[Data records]

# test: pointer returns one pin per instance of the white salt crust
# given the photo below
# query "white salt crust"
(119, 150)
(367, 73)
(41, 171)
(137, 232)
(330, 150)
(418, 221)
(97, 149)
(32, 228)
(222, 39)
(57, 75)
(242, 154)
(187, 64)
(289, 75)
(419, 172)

Set problem
Copy every line of the rows above without any changes.

In response
# test: pointer returns one pin per instance of the white salt crust
# given the photo below
# query "white salt crust"
(119, 150)
(367, 73)
(41, 171)
(137, 232)
(330, 150)
(418, 221)
(97, 149)
(32, 228)
(222, 39)
(57, 75)
(242, 154)
(187, 64)
(289, 75)
(419, 172)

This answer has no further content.